→ Your instructions: Pull out every line of the data below that contains the string "logo". Only matches with the same capitalization count.

(Location labeling records)
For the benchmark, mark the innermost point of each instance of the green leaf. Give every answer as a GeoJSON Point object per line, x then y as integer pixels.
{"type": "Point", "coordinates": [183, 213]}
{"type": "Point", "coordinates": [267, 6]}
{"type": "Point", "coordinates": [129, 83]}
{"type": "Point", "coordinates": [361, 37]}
...
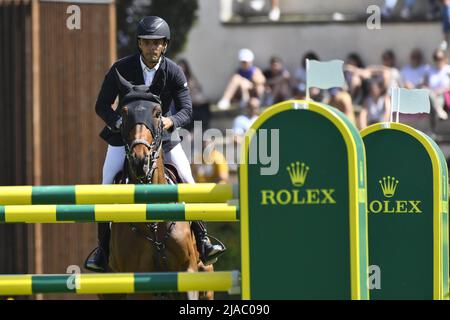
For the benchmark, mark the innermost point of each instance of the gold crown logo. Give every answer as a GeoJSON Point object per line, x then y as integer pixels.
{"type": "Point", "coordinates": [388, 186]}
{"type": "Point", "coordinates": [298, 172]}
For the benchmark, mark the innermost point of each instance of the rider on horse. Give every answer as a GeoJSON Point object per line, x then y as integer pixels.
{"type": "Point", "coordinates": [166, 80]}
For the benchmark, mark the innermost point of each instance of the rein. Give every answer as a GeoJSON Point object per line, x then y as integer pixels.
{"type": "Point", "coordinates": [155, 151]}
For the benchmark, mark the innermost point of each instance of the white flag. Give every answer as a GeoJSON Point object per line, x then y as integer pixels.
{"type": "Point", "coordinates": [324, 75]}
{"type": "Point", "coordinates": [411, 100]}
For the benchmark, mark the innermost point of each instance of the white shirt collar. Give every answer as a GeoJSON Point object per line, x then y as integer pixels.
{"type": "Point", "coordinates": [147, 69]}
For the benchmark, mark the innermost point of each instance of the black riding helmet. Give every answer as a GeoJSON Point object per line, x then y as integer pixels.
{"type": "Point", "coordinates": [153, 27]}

→ Exercise result:
For the benchmark, mark the innermost point of each instance of the gold crown logo. Give every answer as a GeoJSON Point object per line, x then y as integer pixels.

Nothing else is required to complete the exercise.